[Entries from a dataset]
———
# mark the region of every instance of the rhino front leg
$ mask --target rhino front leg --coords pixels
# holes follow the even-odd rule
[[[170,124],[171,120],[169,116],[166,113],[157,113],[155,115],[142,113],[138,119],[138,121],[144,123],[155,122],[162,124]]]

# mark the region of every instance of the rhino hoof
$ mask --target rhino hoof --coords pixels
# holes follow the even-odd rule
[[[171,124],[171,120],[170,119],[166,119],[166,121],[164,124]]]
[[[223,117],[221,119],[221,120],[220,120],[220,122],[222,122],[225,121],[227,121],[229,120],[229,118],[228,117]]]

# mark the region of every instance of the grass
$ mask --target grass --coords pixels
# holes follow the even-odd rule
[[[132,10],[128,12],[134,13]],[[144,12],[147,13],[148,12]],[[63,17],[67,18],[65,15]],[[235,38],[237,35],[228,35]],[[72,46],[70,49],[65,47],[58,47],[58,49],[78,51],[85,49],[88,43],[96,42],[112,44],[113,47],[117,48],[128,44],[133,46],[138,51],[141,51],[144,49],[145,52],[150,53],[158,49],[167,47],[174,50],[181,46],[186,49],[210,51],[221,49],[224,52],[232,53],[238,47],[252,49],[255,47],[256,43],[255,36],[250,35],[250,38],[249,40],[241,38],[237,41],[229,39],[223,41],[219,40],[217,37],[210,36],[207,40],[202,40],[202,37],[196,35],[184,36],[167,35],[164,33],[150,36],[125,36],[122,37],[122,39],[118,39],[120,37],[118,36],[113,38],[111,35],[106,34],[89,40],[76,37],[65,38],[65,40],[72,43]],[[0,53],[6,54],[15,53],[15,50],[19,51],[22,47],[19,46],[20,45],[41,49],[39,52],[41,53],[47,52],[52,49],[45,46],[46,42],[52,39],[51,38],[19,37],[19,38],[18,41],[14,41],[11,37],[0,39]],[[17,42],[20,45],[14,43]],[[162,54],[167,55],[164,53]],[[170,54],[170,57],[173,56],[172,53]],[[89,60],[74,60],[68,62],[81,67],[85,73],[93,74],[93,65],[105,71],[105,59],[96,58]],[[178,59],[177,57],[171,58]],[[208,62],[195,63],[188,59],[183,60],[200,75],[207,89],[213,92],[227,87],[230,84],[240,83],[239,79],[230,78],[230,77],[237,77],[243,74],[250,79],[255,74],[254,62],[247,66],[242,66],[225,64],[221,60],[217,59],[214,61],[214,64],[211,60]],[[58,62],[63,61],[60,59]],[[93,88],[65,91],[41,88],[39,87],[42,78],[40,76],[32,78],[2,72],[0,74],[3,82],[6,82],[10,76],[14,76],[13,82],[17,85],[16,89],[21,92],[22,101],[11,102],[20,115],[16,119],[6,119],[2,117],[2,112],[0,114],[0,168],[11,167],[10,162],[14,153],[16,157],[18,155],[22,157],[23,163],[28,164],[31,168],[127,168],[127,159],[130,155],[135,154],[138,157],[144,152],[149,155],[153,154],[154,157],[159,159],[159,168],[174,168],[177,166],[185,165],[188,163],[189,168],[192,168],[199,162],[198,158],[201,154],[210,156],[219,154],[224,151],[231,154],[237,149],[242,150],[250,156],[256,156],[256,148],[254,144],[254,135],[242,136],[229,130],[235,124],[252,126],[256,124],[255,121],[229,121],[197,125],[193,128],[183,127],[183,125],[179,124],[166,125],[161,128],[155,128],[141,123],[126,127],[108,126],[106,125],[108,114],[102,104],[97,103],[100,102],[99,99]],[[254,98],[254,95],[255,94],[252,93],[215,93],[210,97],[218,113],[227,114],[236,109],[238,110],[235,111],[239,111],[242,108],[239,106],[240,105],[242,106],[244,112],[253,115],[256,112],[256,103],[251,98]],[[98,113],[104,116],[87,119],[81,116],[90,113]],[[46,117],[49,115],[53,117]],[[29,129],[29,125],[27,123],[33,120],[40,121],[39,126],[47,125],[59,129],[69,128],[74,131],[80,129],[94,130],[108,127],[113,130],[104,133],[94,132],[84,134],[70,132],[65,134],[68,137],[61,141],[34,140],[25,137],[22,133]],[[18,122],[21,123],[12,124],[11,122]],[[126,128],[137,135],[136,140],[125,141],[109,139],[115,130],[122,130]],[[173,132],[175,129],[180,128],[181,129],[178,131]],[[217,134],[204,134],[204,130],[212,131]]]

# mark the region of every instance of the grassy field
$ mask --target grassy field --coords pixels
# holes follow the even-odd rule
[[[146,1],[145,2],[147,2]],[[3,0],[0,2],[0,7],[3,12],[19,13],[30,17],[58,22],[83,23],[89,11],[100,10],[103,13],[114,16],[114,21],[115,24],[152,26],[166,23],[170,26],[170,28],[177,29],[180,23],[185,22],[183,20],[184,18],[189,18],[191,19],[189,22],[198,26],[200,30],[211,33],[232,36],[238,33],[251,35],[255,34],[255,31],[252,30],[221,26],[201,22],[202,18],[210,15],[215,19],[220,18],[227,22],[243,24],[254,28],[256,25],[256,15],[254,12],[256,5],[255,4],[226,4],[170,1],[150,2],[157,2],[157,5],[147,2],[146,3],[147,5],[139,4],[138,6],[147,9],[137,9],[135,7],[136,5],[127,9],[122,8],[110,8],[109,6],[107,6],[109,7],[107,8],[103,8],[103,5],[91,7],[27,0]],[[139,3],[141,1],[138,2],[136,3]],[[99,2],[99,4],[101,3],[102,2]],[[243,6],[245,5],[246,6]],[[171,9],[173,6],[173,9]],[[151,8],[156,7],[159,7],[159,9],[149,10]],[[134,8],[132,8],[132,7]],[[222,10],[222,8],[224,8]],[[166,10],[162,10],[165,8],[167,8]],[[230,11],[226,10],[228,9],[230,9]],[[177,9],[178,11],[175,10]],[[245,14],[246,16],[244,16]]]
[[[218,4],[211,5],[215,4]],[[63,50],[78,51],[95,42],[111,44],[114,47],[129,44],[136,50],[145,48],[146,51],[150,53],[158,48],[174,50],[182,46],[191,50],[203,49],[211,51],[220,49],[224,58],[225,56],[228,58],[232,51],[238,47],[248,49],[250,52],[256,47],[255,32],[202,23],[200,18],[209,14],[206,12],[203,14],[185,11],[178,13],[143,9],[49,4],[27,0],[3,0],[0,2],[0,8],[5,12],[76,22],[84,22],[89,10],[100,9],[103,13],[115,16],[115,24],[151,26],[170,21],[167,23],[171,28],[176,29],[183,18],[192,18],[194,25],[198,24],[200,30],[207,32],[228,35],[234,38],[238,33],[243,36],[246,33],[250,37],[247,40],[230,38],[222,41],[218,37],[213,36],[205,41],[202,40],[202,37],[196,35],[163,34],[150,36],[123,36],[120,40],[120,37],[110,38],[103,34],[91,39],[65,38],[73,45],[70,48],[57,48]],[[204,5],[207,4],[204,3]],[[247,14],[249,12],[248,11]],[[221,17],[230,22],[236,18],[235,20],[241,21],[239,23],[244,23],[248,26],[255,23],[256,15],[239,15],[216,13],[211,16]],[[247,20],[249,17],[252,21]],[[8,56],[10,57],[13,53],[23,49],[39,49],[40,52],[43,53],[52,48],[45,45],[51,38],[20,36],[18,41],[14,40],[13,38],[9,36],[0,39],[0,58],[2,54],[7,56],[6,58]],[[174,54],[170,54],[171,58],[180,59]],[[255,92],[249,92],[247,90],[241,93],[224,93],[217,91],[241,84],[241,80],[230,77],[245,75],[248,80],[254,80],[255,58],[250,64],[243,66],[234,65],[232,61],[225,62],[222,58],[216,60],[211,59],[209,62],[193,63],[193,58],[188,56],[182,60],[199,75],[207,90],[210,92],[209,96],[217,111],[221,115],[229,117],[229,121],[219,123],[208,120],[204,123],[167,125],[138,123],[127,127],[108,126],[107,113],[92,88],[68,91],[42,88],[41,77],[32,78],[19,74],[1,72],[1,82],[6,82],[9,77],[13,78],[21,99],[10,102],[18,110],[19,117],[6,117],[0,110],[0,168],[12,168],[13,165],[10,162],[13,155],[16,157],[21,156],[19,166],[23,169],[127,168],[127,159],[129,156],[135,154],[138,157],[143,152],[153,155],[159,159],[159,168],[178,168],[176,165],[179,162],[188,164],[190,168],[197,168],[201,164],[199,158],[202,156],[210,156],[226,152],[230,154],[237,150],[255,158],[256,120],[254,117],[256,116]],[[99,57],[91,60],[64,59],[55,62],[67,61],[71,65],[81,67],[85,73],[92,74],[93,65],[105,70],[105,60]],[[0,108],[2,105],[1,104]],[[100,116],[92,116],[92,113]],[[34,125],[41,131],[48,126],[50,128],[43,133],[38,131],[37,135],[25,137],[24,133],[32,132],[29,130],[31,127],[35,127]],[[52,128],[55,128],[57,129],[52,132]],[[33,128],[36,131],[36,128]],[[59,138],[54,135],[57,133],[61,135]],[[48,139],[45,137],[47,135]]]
———
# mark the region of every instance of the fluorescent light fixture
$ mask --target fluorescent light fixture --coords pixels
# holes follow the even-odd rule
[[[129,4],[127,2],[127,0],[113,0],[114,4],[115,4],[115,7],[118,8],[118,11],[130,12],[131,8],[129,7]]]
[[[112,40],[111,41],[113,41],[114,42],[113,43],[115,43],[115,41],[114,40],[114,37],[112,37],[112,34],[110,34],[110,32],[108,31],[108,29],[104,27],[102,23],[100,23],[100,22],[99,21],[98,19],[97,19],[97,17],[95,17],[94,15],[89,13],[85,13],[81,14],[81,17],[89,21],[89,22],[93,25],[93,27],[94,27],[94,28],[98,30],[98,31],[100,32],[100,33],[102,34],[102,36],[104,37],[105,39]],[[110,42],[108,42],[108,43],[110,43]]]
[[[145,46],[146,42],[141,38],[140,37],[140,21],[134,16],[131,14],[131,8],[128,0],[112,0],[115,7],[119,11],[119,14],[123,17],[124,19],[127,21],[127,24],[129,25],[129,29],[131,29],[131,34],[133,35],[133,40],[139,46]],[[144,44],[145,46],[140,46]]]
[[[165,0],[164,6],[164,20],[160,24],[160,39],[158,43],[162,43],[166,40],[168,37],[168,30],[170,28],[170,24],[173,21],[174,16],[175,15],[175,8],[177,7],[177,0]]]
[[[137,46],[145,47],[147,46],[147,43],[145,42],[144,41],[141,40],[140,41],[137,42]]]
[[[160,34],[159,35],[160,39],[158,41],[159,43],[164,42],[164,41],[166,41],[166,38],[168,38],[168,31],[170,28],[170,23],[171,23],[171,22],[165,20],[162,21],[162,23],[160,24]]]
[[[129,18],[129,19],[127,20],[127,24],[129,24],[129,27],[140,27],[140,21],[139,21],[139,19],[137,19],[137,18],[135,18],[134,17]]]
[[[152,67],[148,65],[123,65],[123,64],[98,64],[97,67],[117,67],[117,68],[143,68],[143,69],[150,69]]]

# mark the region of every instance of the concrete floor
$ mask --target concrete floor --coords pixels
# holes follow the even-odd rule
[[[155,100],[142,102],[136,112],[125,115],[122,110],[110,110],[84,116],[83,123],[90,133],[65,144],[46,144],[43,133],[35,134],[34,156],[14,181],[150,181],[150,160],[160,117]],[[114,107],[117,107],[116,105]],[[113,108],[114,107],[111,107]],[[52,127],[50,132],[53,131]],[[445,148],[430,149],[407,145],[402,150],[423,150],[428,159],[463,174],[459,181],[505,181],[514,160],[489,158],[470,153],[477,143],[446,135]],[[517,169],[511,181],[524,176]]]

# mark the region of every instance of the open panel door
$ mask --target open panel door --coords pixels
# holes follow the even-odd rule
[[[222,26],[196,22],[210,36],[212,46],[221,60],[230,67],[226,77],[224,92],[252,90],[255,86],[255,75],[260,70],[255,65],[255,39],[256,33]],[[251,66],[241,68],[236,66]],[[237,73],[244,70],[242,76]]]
———
▸ **What needs to be done**: Pick out every line in the items above that contains the string "fluorescent", treating uppercase and lowercase as different.

▸ **Reply to the task**:
# mark the region of every instance of the fluorescent light fixture
$ mask --target fluorescent light fixture --coords pixels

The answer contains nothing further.